[Begin Page excerpt]
Before a nearly full house, liberally sprinkled with musicians, Nakamatsu performed mostly dance-related pieces with masterly control of line and color. His recital was an object lesson in projection of difficult music, nearly all which required resolute concentration by listeners and rewarded such close attention with sonic delights.
Beginning with Haydn’s Sonata No. 33 in C Minor, Nakamatsu quickly demonstrated why his playing is nonpareil. Each of the three movements had lift and clarity, his careful use of dynamics and articulation highlighting the drama and pathos. Haydn’s sonatas seem to be almost displacing those of Mozart and Scarlatti, a welcome development. All was in impeccable order, whetting the appetite for a big work from the Romantic era.
Carnaval is one of Schumann’s masterpieces, not often played in Santa Rosa, and several seasoned members of the audience could only recall a long-ago Claudio Arrau performance for the Community Concerts series. Nakamatsu’s reading is likewise sure to linger in the memory. His balanced phrasing and economy of motion in both hands was a marvel, the fleet scales and coloristic effects becoming an object lesson for each of the piece’s 22 sections. He can play very fast with nary a slip, and only the tempo in the Paganini part causing some missed notes in the wide right-hand skips. Rachmaninoff’s famous recording is of equal speed, and praise for Nakamatsu can thus go no higher. The final left-hand crossover chord brought a roar from the crowd, to my mind the loudest and most prolonged “noise” heard in Newman, surpassing the tumult offered to Garrick Ohlsson after his 2007 Liszt B Minor Sonata. In his remarks to the audience at the beginning of the second half. Nakamatsu acknowledged the commotion by saying that he thought he couldn’t perform much better, and reflected about driving off in his car, but of course remembered that another 45 minutes of playing was in front of him!
And it was an eminent second half, led off by five piquant Danses Fantastiques, Op. 2, of Iranian-American composer Loris Tjeknavorian. Each of the five told a different story, some vaguely reminiscent of Bartok, some scattered tableaux spiced with contrary motion octaves, powerful sforzandos and false cadences. Originally part of a 1962 ballet, these dances deserve repertoire status. Several people later asked the pianist about getting a copy of the score.
[End Page excerpt]
[Begin Given records]
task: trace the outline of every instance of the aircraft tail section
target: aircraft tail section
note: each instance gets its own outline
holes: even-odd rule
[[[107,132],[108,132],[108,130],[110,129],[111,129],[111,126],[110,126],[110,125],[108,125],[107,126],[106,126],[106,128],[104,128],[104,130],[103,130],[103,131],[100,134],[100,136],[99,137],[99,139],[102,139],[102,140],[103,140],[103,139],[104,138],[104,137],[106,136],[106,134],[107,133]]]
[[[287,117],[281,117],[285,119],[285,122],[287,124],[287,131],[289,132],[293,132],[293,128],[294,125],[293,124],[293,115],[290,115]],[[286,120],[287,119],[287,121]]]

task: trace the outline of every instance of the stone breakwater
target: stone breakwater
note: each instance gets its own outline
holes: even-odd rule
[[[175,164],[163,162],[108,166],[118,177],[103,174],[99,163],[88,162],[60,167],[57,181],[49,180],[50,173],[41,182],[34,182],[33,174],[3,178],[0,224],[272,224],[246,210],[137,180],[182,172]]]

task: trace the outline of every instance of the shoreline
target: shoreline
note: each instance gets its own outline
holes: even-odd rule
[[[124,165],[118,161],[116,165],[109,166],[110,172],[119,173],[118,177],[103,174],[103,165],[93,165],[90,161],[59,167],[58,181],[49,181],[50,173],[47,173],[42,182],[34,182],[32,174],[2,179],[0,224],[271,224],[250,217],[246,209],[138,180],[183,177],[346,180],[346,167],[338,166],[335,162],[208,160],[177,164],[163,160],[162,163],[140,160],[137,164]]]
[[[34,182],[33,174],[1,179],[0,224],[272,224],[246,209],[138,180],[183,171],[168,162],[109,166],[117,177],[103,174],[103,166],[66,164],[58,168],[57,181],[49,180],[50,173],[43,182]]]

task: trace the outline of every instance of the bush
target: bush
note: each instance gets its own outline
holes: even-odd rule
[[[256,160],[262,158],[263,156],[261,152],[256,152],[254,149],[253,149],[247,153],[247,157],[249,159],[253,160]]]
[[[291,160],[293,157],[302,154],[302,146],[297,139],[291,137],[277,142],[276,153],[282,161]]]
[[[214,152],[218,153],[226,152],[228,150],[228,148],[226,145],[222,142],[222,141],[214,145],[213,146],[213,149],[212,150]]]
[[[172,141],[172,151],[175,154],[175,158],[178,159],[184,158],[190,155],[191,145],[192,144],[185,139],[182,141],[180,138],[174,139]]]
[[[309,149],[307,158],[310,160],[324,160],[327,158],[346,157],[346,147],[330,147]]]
[End Given records]
Exercise requirements:
[1] List each piece of music that the concert review says Nakamatsu performed, with its composer.
[2] Carry on writing the concert review from the point where it ends.

Answers to the tasks:
[1]
Haydn's Sonata No. 33 in C Minor
Schumann's Carnaval
Loris Tjeknavorian's Danses Fantastiques, Op. 2

[2]
Far from dissonance, but nonetheless harmonically divergent, were two short Liszt Impromptus, the first dedicated to an admirer of the composer, Princess Gortschakoff. As in many late Liszt works, the wistfulness dominated, bathed in a precursor of Impressionism. The more popular Valse Impromptu found Nakamatsu in a playful mood, adding small alterations to the rhythms and catching with gorgeous dexterity the work’s insouciance.
Completing the program was the so called “Dante’ Sonata, a single-movement piece that is perhaps closer to Berlioz than anything Liszt ever wrote. Its pictorial drama is difficult for many to comprehend, as the free rhapsodic style depicts a turbulent Paradise and juxtaposes a stark variety of theatrical scenes. Nakamatsu made a cohesive case with scintillating octaves, forte block chords and shimmering tremolos, all part of a convincing whole. It was one of the best readings of the work I have ever heard, and the audience exacted two encores, each a testimony to Nakamatsu’s elegant pianism.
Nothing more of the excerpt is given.